***** TEXTO DO EXERCÍCIO *****

Benjamin - Toda a minha militância, desde que saí do PT em 1995, foi para tentar advertir que a trajetória do partido conduziria a esquerda brasileira à maior crise de sua história. Disse isso várias vezes - a primeira delas no próprio encontro nacional do PT no Espírito Santo, diante de 800 delegados - e paguei muito caro: calúnia, censura, isolamento. Nesse encontro, usei a expressão "ovo da serpente" para me referir ao "caixa dois" feito na campanha de 1994, à revelia da direção. Uma direção partidária que aceita passivamente que uma parte sua monte mecanismos paralelos de financiamento, aliando- se a bancos e empreiteiras, não pode ser chamada direção. É uma farsa.
BF - Dissolução e corrupção como em qualquer partido de direita?
Benjamin - Saí do PT quando percebi que não havia mais espaço para a batalha de idéias. A atividade partidária se transformara em mera composição de interesses, que passava pelo controle dos inúmeros "caixas dois" que se multiplicavam. Nesses anos todos, vi a rede de cumplicidades. A esquerda não reagiu. Parte dela foi comprada e aderiu a essa prática. Gostou de fazer campanhas eleitorais milionárias. Enriqueceu. Os companheiros que não se corromperam, que felizmente são muitos, fizeram uma crítica leve, pois havia carreiras em jogo, expectativas de poder, compromissos. O descalabro é enorme. Todos os dias aparecem 200 mil dólares para lá, 500 mil para cá, 5 milhões para lá. É uma quantidade de dinheiro extraordinária, levantada por uma máquina sistêmica, planejada, coletivamente organizada. Tenho a impressão de que o governo Lula estava montando um esquema de corrupção poucas vezes igualado na história brasileira.

***** DADOS FORNECIDOS *****

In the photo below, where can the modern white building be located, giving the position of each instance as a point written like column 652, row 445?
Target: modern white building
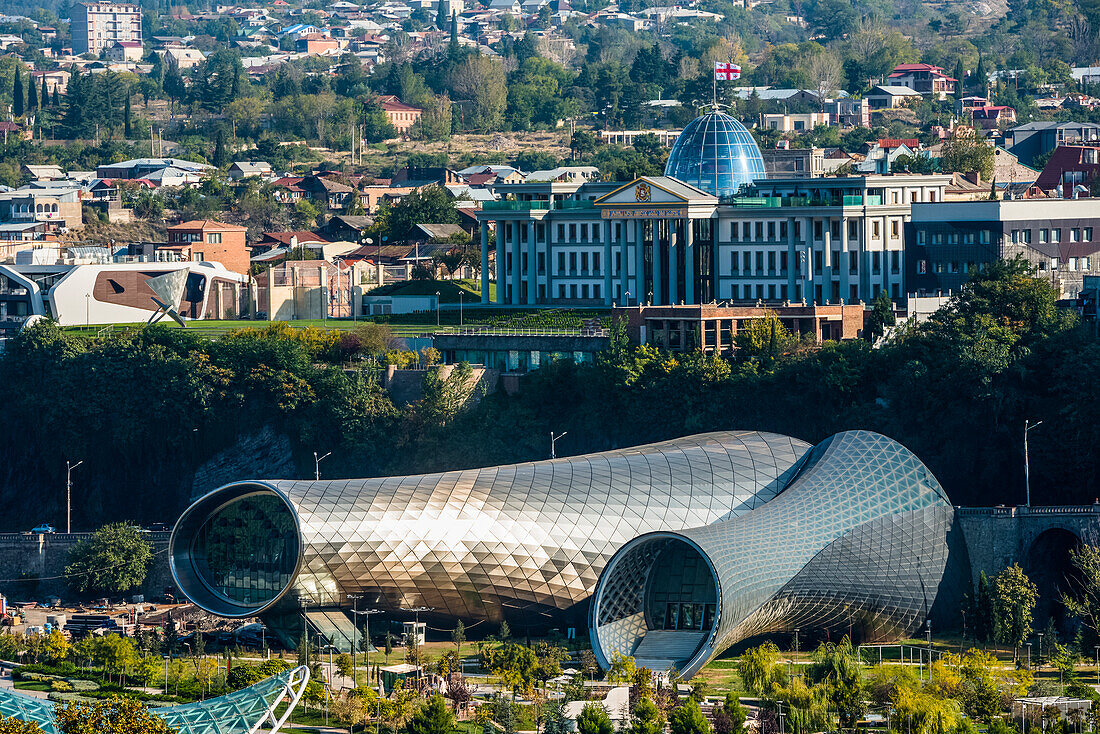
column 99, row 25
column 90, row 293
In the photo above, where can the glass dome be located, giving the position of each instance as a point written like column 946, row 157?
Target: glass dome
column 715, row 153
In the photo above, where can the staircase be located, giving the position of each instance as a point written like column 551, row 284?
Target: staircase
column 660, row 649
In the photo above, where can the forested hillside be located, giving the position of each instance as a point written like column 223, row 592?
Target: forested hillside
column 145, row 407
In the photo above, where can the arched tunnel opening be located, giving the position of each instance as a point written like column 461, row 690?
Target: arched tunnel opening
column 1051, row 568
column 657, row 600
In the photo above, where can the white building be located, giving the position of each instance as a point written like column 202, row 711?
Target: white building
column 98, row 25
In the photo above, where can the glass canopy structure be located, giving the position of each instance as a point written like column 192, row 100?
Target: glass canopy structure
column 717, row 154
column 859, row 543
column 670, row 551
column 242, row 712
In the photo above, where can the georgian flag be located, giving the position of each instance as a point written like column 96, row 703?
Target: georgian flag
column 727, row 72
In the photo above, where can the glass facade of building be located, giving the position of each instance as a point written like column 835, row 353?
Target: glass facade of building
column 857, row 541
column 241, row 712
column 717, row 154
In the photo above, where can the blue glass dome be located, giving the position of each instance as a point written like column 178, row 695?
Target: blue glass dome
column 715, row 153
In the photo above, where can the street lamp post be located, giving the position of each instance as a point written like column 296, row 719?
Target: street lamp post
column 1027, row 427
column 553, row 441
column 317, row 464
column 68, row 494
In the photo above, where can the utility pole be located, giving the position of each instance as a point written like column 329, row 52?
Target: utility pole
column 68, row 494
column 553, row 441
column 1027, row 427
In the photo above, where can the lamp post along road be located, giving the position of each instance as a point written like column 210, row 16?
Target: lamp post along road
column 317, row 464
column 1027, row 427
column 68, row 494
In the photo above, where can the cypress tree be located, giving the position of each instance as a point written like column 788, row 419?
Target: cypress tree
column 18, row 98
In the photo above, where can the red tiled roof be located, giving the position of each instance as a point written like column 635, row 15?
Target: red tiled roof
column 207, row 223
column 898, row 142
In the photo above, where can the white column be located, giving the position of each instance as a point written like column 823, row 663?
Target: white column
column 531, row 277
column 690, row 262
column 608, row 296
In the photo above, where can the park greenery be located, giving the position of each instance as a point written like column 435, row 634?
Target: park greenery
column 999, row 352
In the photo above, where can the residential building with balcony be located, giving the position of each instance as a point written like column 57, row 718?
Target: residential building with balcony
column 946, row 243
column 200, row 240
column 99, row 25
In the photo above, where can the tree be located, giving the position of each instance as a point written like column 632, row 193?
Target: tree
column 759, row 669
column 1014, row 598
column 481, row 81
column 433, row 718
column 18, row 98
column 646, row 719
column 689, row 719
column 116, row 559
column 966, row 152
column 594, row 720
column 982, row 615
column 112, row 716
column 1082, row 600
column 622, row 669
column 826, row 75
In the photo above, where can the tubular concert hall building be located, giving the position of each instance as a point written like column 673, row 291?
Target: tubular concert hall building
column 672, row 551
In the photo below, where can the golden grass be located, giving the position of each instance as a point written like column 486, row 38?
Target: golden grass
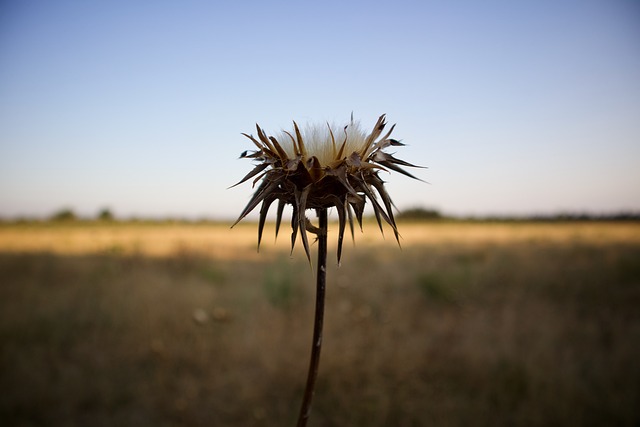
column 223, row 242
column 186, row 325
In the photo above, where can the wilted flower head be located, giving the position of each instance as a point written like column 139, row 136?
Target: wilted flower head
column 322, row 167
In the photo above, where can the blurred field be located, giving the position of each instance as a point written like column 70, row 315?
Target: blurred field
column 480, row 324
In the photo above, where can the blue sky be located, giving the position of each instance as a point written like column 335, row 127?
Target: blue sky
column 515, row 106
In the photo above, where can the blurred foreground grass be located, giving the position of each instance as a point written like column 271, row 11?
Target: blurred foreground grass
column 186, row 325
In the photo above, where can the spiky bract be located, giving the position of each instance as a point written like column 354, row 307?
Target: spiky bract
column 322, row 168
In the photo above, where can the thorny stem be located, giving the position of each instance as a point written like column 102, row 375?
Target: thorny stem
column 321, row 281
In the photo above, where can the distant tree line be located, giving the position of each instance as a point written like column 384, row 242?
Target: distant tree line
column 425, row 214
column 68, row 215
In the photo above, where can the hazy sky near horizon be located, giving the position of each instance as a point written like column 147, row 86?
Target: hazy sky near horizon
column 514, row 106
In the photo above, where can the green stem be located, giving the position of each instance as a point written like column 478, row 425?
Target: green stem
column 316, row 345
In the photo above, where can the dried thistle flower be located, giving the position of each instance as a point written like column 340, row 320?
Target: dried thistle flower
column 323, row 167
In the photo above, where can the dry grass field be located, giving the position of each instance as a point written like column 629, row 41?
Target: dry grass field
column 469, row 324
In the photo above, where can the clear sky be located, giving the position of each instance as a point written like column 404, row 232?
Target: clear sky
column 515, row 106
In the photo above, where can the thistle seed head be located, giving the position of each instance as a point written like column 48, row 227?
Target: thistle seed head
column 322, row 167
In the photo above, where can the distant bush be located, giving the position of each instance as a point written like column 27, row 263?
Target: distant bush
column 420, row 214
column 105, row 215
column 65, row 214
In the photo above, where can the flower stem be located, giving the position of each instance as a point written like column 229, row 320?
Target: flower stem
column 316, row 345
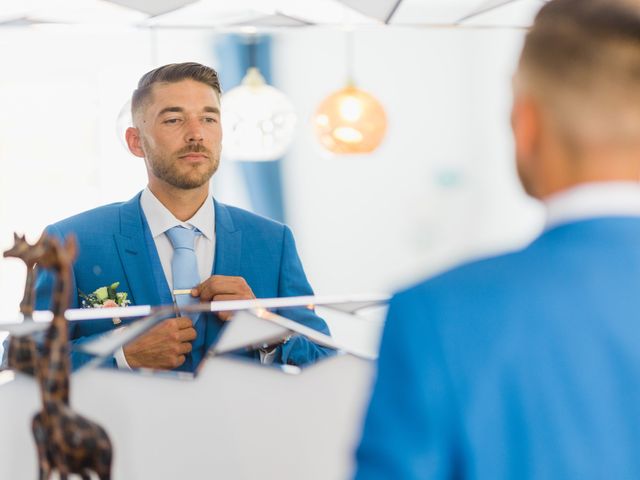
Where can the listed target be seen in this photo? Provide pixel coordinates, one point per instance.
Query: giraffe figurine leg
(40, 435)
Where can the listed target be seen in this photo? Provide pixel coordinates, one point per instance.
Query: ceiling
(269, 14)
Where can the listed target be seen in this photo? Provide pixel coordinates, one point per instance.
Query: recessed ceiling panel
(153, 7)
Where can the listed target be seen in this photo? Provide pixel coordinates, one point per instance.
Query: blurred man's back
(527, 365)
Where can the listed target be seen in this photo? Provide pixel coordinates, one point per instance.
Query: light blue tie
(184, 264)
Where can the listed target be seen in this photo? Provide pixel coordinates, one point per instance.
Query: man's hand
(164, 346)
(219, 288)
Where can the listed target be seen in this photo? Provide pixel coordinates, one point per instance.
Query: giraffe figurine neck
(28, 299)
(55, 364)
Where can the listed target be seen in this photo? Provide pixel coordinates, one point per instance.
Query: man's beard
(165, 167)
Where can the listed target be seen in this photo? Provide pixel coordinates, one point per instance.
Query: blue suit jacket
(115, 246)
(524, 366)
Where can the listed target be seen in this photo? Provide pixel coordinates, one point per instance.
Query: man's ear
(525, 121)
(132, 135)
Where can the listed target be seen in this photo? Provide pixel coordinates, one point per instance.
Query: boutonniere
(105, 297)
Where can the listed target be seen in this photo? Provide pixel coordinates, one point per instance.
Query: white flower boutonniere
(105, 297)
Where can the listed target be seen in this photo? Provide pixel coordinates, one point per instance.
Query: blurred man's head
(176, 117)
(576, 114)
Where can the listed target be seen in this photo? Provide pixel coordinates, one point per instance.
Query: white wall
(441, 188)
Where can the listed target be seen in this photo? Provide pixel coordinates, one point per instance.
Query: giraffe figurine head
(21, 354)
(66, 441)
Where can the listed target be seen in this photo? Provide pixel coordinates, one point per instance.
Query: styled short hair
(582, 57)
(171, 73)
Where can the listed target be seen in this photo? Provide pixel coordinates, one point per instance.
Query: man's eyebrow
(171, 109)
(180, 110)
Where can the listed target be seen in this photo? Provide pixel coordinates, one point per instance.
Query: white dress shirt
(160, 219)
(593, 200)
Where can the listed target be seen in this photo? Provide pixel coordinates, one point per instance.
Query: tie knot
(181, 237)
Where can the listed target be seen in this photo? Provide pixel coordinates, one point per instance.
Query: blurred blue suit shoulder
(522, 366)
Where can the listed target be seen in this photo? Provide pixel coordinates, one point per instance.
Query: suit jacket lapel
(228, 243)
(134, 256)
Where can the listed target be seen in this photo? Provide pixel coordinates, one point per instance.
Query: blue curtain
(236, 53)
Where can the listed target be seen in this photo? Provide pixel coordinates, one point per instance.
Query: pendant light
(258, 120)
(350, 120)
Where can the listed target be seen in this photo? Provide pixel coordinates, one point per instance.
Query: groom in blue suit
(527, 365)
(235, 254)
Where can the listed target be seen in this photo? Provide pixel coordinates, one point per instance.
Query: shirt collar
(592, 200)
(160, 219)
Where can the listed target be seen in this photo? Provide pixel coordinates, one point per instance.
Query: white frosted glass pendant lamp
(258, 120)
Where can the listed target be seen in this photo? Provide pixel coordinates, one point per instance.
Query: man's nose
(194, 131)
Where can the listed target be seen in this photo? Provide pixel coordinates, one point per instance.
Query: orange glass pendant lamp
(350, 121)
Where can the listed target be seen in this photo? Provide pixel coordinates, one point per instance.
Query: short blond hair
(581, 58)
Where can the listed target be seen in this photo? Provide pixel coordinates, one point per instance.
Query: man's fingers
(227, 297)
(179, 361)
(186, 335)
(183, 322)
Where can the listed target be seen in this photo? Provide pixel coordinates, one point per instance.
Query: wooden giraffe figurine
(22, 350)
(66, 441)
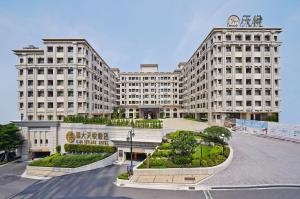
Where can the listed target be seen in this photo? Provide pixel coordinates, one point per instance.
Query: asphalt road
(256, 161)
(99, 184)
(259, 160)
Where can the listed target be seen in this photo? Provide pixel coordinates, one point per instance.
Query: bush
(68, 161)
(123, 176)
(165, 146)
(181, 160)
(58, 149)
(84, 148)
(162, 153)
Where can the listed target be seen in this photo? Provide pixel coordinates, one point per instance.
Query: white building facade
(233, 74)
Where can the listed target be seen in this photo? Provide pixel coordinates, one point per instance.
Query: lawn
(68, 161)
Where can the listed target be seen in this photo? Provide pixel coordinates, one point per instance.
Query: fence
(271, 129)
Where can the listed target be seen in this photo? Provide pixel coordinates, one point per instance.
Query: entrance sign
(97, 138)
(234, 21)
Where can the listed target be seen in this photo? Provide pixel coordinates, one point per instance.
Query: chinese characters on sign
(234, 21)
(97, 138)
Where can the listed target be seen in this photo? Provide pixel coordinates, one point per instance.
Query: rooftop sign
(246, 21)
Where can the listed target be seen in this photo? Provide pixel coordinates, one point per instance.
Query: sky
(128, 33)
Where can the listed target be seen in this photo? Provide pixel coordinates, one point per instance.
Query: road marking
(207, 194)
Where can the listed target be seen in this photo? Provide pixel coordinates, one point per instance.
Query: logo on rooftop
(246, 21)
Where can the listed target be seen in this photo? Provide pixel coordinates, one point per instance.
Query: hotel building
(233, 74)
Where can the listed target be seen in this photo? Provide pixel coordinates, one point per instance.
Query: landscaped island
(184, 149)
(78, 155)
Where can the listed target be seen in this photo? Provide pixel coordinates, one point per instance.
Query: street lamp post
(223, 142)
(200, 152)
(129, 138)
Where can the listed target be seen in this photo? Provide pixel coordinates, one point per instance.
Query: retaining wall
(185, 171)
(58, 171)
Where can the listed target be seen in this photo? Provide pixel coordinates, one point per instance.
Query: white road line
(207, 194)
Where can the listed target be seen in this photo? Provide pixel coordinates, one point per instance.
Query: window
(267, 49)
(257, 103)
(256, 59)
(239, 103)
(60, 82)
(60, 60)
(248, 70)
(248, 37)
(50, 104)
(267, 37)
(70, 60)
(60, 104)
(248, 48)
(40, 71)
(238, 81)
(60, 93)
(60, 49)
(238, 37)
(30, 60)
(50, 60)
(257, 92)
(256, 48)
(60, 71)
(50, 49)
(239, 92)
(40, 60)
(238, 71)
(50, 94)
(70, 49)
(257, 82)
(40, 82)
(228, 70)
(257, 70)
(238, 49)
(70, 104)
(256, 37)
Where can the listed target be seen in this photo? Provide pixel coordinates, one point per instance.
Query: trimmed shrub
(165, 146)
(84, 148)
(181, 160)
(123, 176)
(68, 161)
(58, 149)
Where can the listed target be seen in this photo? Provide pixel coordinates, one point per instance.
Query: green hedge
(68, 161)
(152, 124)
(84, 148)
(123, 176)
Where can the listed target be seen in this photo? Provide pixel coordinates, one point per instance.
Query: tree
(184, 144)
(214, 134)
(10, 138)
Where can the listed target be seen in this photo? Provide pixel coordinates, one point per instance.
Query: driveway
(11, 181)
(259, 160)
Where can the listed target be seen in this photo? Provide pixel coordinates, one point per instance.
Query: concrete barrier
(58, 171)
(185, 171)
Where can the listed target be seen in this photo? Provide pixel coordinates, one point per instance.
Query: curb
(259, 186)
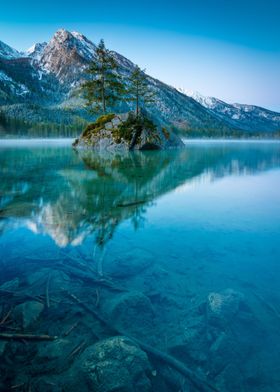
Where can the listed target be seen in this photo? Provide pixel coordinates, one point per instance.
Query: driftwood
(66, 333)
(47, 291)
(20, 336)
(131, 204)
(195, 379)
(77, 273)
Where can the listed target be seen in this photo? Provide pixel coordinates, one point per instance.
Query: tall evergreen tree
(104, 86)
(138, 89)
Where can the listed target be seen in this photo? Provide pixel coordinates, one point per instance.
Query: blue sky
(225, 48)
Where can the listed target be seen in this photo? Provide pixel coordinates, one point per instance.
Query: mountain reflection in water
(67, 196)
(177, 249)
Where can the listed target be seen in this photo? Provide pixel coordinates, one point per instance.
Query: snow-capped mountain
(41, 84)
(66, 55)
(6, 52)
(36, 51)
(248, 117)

*****

INSTRUÇÃO DE TRABALHO
Dê a continuação da entrevista sobre a trajetória do PT, começando logo após a última fala de Benjamin.

RESPOSTA DO EXERCÍCIO
BF - O Lula não pode reanimar essa esquerda em diáspora?
Benjamin - O PT aderiu à ordem da pior forma possível, diferente da socialdemocracia européia, que aderiu com uma doutrina e com ganhos para sua base social. O PT se associou à ordem capitalista brasileira, nos anos 90, em um período em que não houve ganhos para a base social que o partido deveria representar. Aderiu sem doutrina e, uma vez no poder, tornou-se algoz de sua base social. Os líderes do PT, individualmente, mudaram de classe social. O dinheiro comandou o processo. Isso é muito grave.
BF - No momento atual, o que é uma frente antineoliberal? Para que serve?
Benjamin - Com o governo Lula, a crise brasileira chegou a um patamar novo. Não dá mais. Pegue o atual Orçamento da União. Em dez dias, o Brasil gasta em juros tudo o que investe em educação no ano. Em um dia de pagamento de juros, o Brasil gasta mais do que em habitação popular no ano. Em um minuto de pagamento de juros, gasta mais do que em política de direitos humanos no ano. Quando o país chega nesse ponto, não tem mais discussão técnica. Qualquer discurso que justifique isso é criminoso. O país está doente. O agravamento da crise brasileira é muito rápido. Isso pode facilitar uma política firme, ao mesmo tempo radical e generosa. Muitos setores honestos da sociedade estão percebendo isso. Acho que deveríamos elaborar um programa mínimo, antineoliberal, e definir claramente uma ruptura com o sistema que mantém o Brasil em estado de doença crônica.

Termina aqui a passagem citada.